* **Task list**
[a] In the cubicle slave manifesto, why are the cubicles laid out floor after floor, row after row? Answer in one to three sentences.
[b] Quote the cubicle slave manifesto from "A dark homage" up to and including "cubicle you ask?".
[c] In the cubicle slave manifesto, what does the spaghetti bowl of wires connect the cubicles to?

* **Document extract**
A dark homage to cubicle workers everywhere:
Cubicle Slave Manifesto
I am an office worker. I live a cookie cutter life where I punch in and punch out at the same time every day. Eight of my sixteen waking hours in a day are spent in my cubicle? What’s a cubicle you ask?
Similar to a jail cell, the cubicle is a confined space where I must spend my days toiling away. The cubicle is normally decorated in drab colours like grey or 70’s brown. There is a florescent light affixed below my hanging storage shelf, which casts an eerie glow like the fluorescent lamps of an abandoned hospital, made popular by many a horror flick.
I’m given the tools to do my job. I have a computer with a keyboard, mouse and monitor. The company has supplied an office calendar, but like all office supplies from the catalogue it has neither style or grace. It’s bland. That’s what they want the atmosphere to be. Bland.
No items are allowed in the cubicle warehouse that might provoke creative thought or independence. Let me explain. The cubicle warehouse is the inside of my office building. Floor after floor, row after row, the cubicles are neatly organized for optimum efficiency. The simplicity of the program is one that allows for maximum cubicles in minimum space. Navigating the cubicles is like that of a maze, random pathways reveal themselves as the corridors are traversed. I question whether they are in the same location from day to day.
A spaghetti bowl of wires navigates its way through the office. Sometimes in the floor, sometimes in the ceiling. It connects the cubicles to the bare necessities of office life. Power, telephone, and network.
I’m part of a system, a system that’s designed to generate revenue to line the pockets of some people that I will never meet. I work for a minimum wage so that I can provide a roof over my family and food on our table. I will never know the luxury of the fat cats who run the system. I’m merely a pawn, a slave to their cubicle containment system. They are my prison, and the cubicle my cell.

* **Data section**

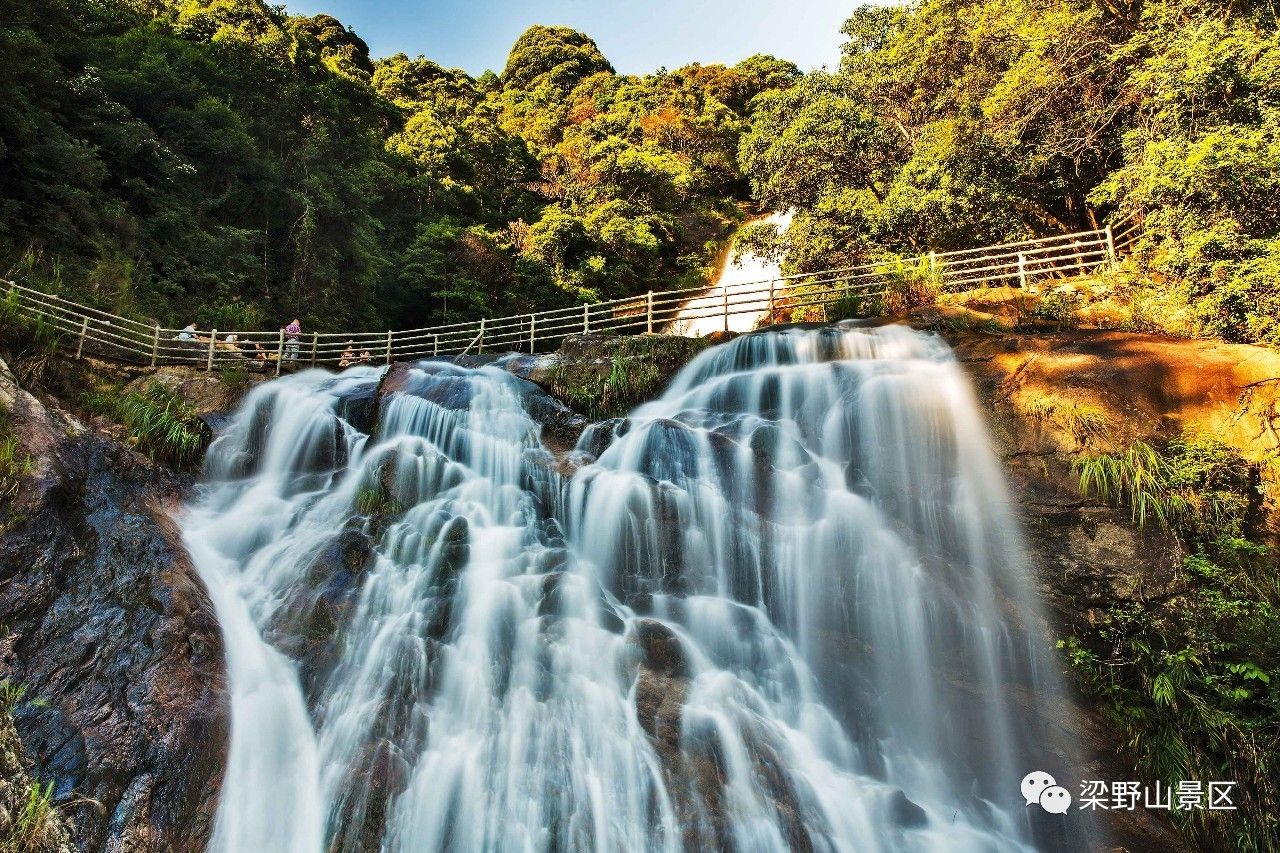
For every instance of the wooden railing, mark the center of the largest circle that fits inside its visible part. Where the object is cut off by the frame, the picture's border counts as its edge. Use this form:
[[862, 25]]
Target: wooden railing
[[86, 329]]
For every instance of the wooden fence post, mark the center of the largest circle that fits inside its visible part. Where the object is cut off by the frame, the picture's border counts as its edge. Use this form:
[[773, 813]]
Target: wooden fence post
[[80, 347]]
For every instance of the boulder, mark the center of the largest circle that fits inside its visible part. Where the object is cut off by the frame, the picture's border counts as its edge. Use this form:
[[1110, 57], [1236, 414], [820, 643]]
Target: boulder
[[112, 633]]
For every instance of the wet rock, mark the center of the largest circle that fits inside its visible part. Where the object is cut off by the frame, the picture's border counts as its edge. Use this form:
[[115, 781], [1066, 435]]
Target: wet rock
[[602, 375], [49, 831], [904, 813], [208, 392], [112, 632], [659, 648]]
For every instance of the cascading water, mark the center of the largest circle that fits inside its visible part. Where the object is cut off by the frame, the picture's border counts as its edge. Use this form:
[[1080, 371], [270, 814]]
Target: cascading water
[[739, 284], [780, 607]]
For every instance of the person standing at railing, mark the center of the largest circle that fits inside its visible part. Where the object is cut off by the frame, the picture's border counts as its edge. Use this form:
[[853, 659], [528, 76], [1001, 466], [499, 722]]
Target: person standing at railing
[[292, 334]]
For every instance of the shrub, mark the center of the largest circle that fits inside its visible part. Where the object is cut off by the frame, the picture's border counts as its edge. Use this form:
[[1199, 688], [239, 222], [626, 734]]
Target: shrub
[[1191, 680]]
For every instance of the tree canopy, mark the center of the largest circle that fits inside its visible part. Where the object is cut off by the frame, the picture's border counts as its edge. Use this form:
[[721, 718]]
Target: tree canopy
[[954, 123], [223, 162]]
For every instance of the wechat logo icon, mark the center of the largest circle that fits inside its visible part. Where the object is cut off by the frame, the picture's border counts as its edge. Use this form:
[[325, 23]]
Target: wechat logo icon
[[1041, 788]]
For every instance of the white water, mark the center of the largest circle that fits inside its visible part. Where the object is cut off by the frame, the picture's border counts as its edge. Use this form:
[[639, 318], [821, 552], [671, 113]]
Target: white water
[[739, 283], [769, 615]]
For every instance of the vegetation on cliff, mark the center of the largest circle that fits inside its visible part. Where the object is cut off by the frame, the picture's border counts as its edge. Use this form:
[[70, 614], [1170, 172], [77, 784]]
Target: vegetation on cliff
[[223, 162], [1188, 678], [954, 123]]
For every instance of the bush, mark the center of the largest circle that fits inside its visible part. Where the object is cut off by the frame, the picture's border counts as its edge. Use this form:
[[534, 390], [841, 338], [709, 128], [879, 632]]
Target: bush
[[1192, 682], [161, 424]]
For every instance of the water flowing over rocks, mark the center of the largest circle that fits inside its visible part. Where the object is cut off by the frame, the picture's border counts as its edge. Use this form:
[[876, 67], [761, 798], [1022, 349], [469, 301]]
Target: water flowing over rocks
[[763, 611], [112, 633]]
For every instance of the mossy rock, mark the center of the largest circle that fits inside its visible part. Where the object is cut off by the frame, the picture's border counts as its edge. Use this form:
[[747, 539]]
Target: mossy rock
[[606, 377]]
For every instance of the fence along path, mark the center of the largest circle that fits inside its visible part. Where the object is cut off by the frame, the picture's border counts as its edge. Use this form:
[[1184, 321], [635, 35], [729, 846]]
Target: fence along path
[[87, 329]]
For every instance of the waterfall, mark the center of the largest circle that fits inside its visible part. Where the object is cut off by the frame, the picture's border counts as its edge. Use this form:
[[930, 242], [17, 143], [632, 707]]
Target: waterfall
[[739, 283], [784, 606]]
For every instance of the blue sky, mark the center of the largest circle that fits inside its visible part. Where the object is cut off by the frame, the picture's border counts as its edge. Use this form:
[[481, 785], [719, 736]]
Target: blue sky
[[636, 36]]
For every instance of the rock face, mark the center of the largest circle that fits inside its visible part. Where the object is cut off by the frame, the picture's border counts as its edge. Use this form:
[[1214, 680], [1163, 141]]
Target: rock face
[[110, 632], [1054, 396], [24, 828], [1051, 397]]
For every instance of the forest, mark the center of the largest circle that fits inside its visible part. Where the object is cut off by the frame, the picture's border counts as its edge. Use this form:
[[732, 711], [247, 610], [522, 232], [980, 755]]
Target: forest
[[224, 162], [954, 123]]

* **Solution set**
[a] The cubicles are neatly organized for optimum efficiency. The simplicity of the program allows for maximum cubicles in minimum space.

[b]
A dark homage to cubicle workers everywhere:
Cubicle Slave Manifesto
I am an office worker. I live a cookie cutter life where I punch in and punch out at the same time every day. Eight of my sixteen waking hours in a day are spent in my cubicle? What’s a cubicle you ask?

[c] Power, telephone, and network.